## Passage provided
====

Like people, dogs produce a hormone called insulin that enables their cells to take up the blood sugar (glucose) they use for fuel. Diabetic dogs, however, either don’t produce enough insulin, or the insulin they do make doesn’t work efficiently. In either case, they don’t get all the fuel they need to run at full steam.
Diabetes in dogs may be caused by diseases that affect the pancreas and treatment for the condition typically requires injections of synthetic insulin. Sometimes, diabetes is hard to spot in dogs. It comes on so gradually that it may be months before you notice symptoms—like weight loss or weakness—and by then it could be well advanced.
Dog diabetes is often accompanied by three classic signs: drinking a lot, eating more than usual and frequent urination. In addition, some dogs with diabetes will develop sweet breath—a sign that blood sugar levels have risen too high. If you notice any of these symptoms—or if your dog is shaking, seems weak or tired or is steadily losing weight—get her to a vet right away.
While canine diabetes always requires a veterinarian’s care, there are also things you can do at home to help keep the condition under control.

====

## Input data
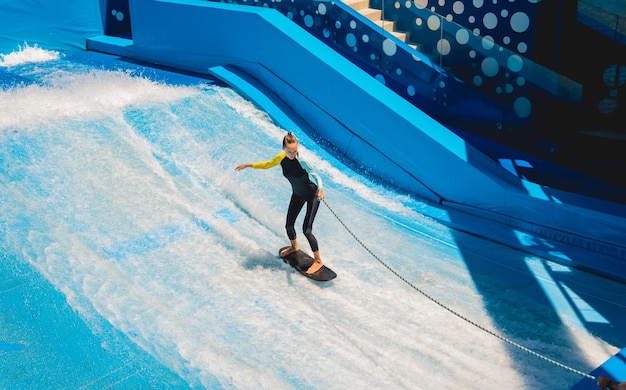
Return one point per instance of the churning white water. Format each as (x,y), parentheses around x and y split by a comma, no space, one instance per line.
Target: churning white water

====

## What to do
Reproduce the passage on diabetes in dogs word for word from "Dog diabetes is" to "condition under control.". The data comes from a separate source unrelated to the passage.

## Reply
Dog diabetes is often accompanied by three classic signs: drinking a lot, eating more than usual and frequent urination. In addition, some dogs with diabetes will develop sweet breath—a sign that blood sugar levels have risen too high. If you notice any of these symptoms—or if your dog is shaking, seems weak or tired or is steadily losing weight—get her to a vet right away.
While canine diabetes always requires a veterinarian’s care, there are also things you can do at home to help keep the condition under control.